Source document =
Package 'ImputeRobust' reference manual

Title:	Robust Multiple Imputation with Generalized Additive Models for Location Scale and Shape
Description:	Provides new imputation methods for the 'mice' package based on generalized additive models for location, scale, and shape (GAMLSS) as described in de Jong, van Buuren and Spiess <doi:10.1080/03610918.2014.911894>.
Authors:	Daniel Salfran [aut, cre], Martin Spieß [aut, ths]
Maintainer:	Daniel Salfran <[email protected]>
License:	GPL-3
Version:	1.3-1
Built:	2025-03-31 04:10:27 UTC
Source:	https://github.com/dsalfran/imputerobust

Multiple Imputation with Generalized Additive Models for Location, Scale, and Shape

Description

De Jong (2012), De Jong, van Buuren and Spiess (2016) introduced a new imputation method based on generalized additive models for location, scale, and shape (Rigby and Stasinopoulos, 2005), which is a class of univariate regression models, where the assumption of an exponential family is relaxed and replaced by a general distribution family. This allows the a more flexible modelling than standard parametric imputation models of not only the location (e.g. the mean), but also the scale (e.g. variance), and the shape (e.g., skewness and kurtosis) of the conditional distribution of the dependent variable given all other variables.

Actions to take =
(1) Please copy the ImputeRobust manual from "Package 'ImputeRobust' reference" to "and Spiess <doi:10.1080/03610918.2014.911894>.", substituting "Amelia" for "mice".
(2) Write the next part of the ImputeRobust manual, picking up after its last sentence.
The rows that come next are taken from a different source.

Provided material =
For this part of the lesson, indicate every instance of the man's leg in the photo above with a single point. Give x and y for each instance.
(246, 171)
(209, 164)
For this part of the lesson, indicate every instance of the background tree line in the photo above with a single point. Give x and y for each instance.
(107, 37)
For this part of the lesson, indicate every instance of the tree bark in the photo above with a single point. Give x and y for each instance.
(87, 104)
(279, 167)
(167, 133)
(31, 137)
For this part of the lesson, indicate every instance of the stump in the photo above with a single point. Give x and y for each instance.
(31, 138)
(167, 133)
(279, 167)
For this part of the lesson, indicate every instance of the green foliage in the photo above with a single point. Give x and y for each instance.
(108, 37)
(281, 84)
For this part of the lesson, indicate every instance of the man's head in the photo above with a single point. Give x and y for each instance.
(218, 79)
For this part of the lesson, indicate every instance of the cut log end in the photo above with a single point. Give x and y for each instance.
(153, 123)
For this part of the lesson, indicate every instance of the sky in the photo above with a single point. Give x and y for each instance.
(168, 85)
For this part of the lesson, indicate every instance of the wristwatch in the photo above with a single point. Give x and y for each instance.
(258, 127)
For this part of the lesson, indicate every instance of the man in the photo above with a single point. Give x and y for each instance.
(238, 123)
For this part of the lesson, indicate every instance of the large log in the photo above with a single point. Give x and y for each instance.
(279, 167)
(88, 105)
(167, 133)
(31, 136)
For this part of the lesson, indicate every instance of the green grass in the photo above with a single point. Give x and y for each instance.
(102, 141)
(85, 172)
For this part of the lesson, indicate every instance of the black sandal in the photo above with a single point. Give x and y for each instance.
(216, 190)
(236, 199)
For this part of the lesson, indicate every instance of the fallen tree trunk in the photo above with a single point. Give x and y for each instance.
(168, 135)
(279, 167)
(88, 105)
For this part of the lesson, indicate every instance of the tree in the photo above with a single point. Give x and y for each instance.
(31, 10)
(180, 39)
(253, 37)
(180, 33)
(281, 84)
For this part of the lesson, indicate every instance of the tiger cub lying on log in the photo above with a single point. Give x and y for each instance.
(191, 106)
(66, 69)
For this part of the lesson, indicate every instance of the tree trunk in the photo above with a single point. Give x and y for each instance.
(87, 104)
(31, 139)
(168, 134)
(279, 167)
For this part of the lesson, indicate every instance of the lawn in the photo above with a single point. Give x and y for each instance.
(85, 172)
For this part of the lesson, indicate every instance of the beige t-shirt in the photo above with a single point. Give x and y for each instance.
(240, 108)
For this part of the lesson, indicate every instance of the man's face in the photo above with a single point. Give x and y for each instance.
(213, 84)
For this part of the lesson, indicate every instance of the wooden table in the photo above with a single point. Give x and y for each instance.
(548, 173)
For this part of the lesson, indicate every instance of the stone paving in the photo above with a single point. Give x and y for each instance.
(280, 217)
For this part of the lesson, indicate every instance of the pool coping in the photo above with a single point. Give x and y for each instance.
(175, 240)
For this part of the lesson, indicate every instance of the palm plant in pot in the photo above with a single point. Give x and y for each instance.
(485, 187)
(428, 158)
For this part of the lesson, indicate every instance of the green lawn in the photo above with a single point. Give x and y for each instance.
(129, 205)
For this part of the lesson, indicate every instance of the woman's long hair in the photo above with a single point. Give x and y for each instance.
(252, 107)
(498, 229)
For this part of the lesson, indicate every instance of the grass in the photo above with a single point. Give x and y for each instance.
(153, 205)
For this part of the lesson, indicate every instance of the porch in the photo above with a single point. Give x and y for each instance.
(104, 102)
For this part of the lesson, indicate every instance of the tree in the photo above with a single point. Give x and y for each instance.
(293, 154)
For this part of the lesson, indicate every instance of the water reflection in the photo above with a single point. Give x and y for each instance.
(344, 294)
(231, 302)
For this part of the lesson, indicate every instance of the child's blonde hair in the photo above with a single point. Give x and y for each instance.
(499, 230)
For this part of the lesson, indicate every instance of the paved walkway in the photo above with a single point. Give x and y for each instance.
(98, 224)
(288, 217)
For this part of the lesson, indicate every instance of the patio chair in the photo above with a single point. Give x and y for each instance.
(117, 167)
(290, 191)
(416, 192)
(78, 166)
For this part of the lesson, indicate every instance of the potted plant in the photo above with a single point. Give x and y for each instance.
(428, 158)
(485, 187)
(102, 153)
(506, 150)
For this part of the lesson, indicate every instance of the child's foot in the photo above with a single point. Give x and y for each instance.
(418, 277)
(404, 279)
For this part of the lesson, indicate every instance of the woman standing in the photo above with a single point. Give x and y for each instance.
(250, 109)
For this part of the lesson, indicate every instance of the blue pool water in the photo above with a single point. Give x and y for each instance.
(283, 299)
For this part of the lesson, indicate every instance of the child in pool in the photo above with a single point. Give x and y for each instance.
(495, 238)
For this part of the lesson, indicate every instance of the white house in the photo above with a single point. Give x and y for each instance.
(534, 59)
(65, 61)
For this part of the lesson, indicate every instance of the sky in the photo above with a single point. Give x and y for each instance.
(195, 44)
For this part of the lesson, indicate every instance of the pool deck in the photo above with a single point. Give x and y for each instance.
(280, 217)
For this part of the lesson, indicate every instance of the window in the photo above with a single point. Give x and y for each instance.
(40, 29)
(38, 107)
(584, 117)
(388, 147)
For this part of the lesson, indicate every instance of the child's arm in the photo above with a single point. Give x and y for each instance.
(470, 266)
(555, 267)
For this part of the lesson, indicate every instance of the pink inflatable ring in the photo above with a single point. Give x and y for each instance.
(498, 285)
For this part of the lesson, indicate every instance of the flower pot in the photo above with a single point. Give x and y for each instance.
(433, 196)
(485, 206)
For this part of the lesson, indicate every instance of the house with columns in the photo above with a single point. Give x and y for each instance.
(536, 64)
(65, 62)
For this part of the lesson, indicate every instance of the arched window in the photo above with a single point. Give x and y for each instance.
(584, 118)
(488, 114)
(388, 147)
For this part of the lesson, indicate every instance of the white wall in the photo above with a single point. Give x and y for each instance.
---
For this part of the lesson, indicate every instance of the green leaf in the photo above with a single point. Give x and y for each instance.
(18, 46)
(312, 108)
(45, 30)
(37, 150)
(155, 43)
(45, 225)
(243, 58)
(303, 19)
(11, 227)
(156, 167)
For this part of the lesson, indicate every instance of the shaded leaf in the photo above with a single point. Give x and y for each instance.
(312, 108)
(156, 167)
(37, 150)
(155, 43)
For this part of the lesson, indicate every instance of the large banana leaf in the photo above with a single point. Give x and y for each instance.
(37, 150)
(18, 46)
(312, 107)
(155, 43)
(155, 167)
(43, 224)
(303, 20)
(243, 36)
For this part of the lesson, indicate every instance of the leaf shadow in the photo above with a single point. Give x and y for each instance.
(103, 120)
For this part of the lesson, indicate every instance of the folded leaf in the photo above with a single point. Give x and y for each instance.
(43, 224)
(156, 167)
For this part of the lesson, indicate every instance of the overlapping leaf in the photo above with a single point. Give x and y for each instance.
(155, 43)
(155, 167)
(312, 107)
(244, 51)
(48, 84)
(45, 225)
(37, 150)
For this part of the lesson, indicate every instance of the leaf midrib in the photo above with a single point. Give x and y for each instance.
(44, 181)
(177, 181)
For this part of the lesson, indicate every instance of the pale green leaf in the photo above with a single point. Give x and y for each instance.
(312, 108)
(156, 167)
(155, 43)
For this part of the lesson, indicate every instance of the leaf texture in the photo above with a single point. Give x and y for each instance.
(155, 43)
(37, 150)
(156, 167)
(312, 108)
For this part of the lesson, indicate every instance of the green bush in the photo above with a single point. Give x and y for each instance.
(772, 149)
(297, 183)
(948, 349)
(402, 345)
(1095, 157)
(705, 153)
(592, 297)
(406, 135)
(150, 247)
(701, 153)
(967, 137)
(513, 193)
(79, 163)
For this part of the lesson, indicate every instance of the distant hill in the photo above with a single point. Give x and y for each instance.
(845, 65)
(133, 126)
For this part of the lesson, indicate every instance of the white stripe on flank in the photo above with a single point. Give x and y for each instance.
==
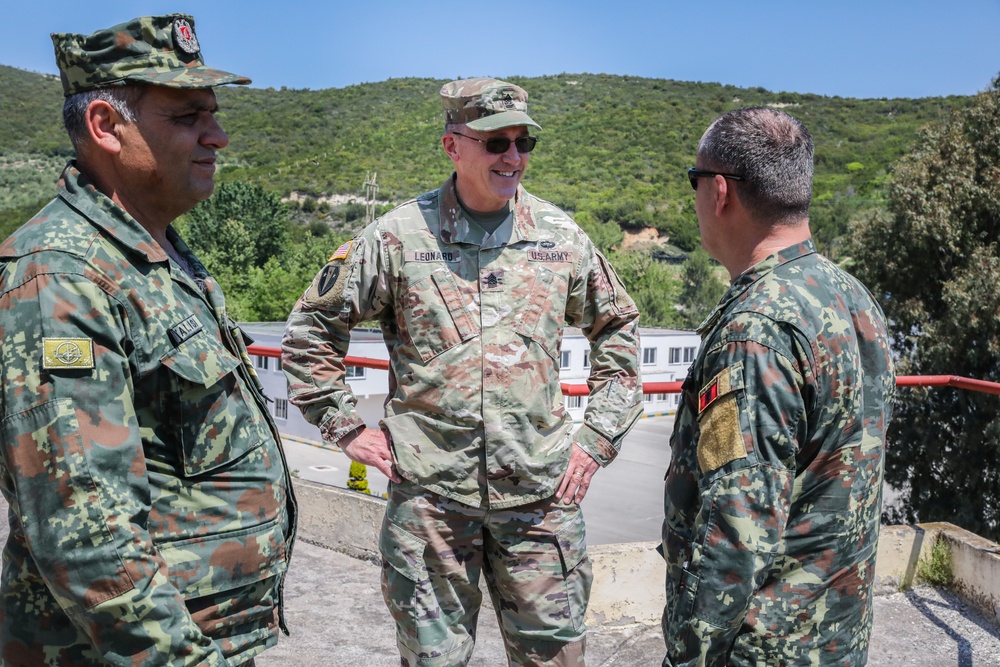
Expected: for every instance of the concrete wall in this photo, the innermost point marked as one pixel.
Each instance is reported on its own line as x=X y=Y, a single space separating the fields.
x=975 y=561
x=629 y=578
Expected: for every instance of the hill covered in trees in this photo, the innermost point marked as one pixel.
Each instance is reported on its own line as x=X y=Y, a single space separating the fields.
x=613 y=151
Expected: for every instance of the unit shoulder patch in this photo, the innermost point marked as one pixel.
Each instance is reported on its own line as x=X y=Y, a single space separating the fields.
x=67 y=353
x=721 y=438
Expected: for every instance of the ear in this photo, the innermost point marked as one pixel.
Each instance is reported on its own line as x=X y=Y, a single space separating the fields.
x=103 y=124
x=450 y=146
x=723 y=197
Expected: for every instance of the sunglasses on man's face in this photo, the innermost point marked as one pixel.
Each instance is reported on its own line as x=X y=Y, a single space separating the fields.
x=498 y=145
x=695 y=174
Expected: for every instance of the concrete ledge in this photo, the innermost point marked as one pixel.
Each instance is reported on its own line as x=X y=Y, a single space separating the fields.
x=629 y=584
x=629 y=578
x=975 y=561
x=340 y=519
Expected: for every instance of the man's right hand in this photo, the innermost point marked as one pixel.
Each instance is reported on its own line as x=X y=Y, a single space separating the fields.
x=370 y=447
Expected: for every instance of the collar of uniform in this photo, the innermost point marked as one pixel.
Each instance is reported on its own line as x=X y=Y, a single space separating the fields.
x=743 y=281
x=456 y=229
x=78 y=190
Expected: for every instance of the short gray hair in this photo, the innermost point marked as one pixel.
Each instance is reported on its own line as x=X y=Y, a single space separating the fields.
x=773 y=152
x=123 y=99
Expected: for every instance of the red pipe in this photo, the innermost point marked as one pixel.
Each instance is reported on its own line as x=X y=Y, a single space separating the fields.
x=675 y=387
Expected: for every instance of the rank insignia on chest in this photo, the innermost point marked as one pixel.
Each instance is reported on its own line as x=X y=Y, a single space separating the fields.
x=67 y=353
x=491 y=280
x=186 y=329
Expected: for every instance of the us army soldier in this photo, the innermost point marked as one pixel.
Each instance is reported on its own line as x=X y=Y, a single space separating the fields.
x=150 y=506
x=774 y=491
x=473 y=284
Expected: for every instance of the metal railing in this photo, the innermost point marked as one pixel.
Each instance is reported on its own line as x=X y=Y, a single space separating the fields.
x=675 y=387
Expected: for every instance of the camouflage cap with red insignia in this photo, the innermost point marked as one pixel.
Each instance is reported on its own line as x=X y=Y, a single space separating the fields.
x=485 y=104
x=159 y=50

Solved problems =
(1)
Package 'ImputeRobust' reference manual

Title:	Robust Multiple Imputation with Generalized Additive Models for Location Scale and Shape
Description:	Provides new imputation methods for the 'Amelia' package based on generalized additive models for location, scale, and shape (GAMLSS) as described in de Jong, van Buuren and Spiess <doi:10.1080/03610918.2014.911894>.

(2)
Author(s)

Daniel Salfran [email protected]

Martin Spiess [email protected]

References

de Jong, R., van Buuren, S. & Spiess, M. (2016) Multiple Imputation of Predictor Variables Using Generalized Additive Models. Communications in Statistics – Simulation and Computation, 45(3), 968–985.

de Jong, Roel. (2012). “Robust Multiple Imputation.” Universität Hamburg. http://ediss.sub.uni-hamburg.de/volltexte/2012/5971/.

Rigby, R. A., and Stasinopoulos, D. M. (2005). Generalized Additive Models for Location, Scale and Shape. Journal of the Royal Statistical Society: Series C (Applied Statistics) 54 (3): 507–54.

GAMLSS bootstrap method

Description

Creates a random generation function for the missing values with bootstrap sample from the fitted GAMLSS model for the completely observed data.

Usage

ImpGamlssBootstrap(incomplete.data, fit, R, ...)
ImpGamlssBootstrap(incomplete.data, fit, R, ...)

Arguments

`incomplete.data`	Data frame with missings on one variable.
`fit`	Random sample generator method.
`R`	Boolean matrix with the response indicator.
`...`	extra arguments for the control of the gamlss fitting function

Value

Returns a imputation sample generator.

GAMLSS imputation fit

Description

This function takes a data set to fit a gamlss model and another to predict the expected parameters values. It returns a function that will generate a vector of random observations for the predicted parameters. The amount of random observations is the number of units on the dataset used to get such predictions.

Usage

ImpGamlssFit(data, new.data, family, n.ind.par, gam.mod,
  mod.planb = list(type = "pb", par = list(degree = 1, order = 1)),
  n.par.planb = n.ind.par, lin.terms = NULL, n.cyc = 5, bf.cyc = 5,
  cyc = 5, forceNormal = FALSE, trace = FALSE, ...)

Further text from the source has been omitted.